GIVEN PROBLEM 1
In the biography of John J. Bowen Jr., where is CEG Worldwide based?
GIVEN PROBLEM 2
Reproduce the stretch of the John J. Bowen Jr. biography from "American businessman (born" through "of Assante Capital.".
GIVEN PROBLEM 3
Extend the John J. Bowen Jr. biography past its final sentence.

PAGE EXCERPT
::::

- Born: 1955 (age 70–71)
- Occupation: Businessman
- Title: Founder & CEO of CEG Worldwide, LLC Former CEO of Assante Capital Former CEO of Reinhardt Woba Bowen Advisory Services (For 8 years) Co-founder of AESNATION.COM

= John J. Bowen Jr. =

American businessman (born 1955)

John J. Bowen Jr. (born 1955) is an American businessman and the founder and CEO of CEG Worldwide. He is known for his financial services publications to the public including, The Prudent Investor's Guide to Beating Wall Street at Its Own Game (with Dan Goldie), and Breaking Through: Building a World-Class Wealth Management Business.

== Early career ==
Bowen then began his career in wealth management, working as a financial advisor. With partners, he launched Reinhardt Werba Bowen Advisory Services where Bowen served as CEO for eight years. Bowen then became CEO of Assante Capital.

== Schwab and independent financial advisors ==
In 1991, the Charles Schwab Corporation began working with independent financial advisors, partnering with them to use Schwab as the place to implement their clients’ investment transactions. The initiative was launched with a national advertising campaign. The following year, Schwab rolled out a new "fund-of-funds" marketplace and began giving advice to clients. This was seen to be a violation of the unwritten agreement Schwab had with the independent financial advisors. Reinhardt Werba Bowen, was one of Schwab's biggest financial advisor clients at that time with more than $1 Billion under management. Working with Harold Evensky, who was head of Schwab's institutional advisory board and council, Bowen led the discussions with David Pottruck. Schwab ultimately made amends by creating a facilitated referral service for their customers that matched them to preselected independent financial advisors.

== CEG Worldwide ==
Bowen founded CEG Worldwide, LLC in 2000. It is a financial advisor coaching, research and consulting firm based in San Martin, CA. Bowen's mission was to build on his knowledge of the financial services industry for the benefit of financial advisors and the institutions that work with advisors. One of his priorities was high-quality empirical data and the company is noted for its research and analysis reports. Bowen provided financial advisors with services that included access to pragmatic business experience that "helped them focus on the cutting edge of best practices, now increasingly known as wealth management."

::::

MATERIAL

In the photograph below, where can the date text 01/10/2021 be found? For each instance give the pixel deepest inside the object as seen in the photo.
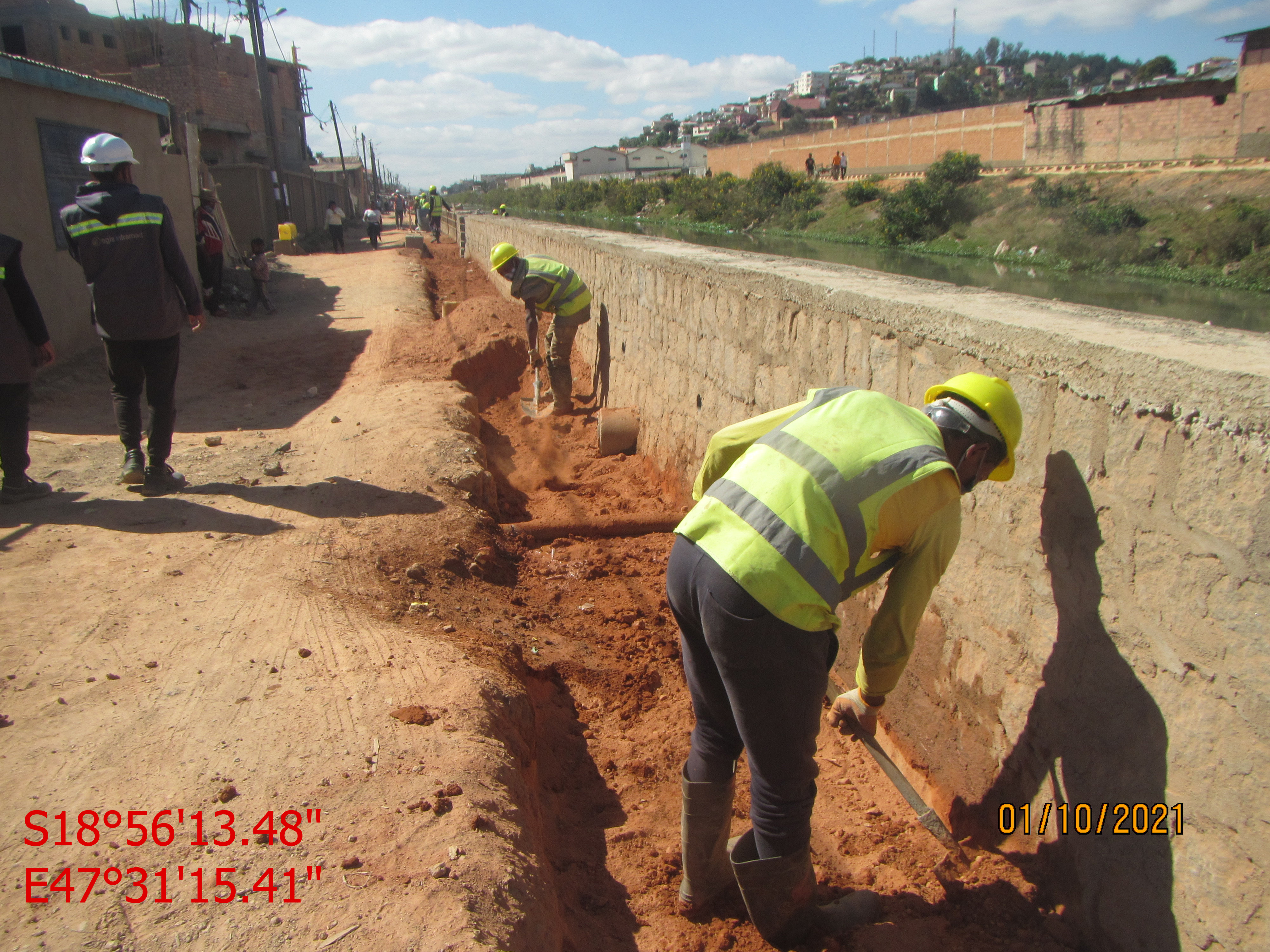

::::

RESPONSE 1
San Martin, CA

RESPONSE 2
American businessman (born 1955)

John J. Bowen Jr. (born 1955) is an American businessman and the founder and CEO of CEG Worldwide. He is known for his financial services publications to the public including, The Prudent Investor's Guide to Beating Wall Street at Its Own Game (with Dan Goldie), and Breaking Through: Building a World-Class Wealth Management Business.

== Early career ==
Bowen then began his career in wealth management, working as a financial advisor. With partners, he launched Reinhardt Werba Bowen Advisory Services where Bowen served as CEO for eight years. Bowen then became CEO of Assante Capital.

RESPONSE 3
== AES Nation ==
Bowen is the co-founder of AESNATION.com, an online community of entrepreneurs balancing success with making a difference in the world. There, he hosts the recurring podcast, "Accelerating Entrepreneurial Success." Bowen is also founder of Financial Advisor Select, an organization that matches customers with vetted financial advisors in their communities.

== Publications ==
- · The Prudent Investor's Guide to Beating the Market, (1995) [null John J. Bowen], Alan Werba and Carl H. Reinhardt Irwin Professional Publishing, Burr Ridge, Illinois. ISBN 0786303654
- · Creating Equity: How to Build a Hugely Successful Asset Management Business, (1997) John J. Bowen; SDP Publications, East Bridgewater, Massachusetts. ISBN 0914470884
- · The Prudent Investor's Guide to Beating Wall Street at Its Own Game, (2nd edition, 1998) John J. Bowen, Dan Goldie; McGraw-Hill, New York. ISBN 0070527601
- · Realizing the Opportunity: Your Roadmap to Incorporating Investment and Insurance Services Into Your CPA Practice, (2002) John J. Bowen, Douglas D. Wright, Russ Alan Prince; Volume 193 of Journal of Accountancy.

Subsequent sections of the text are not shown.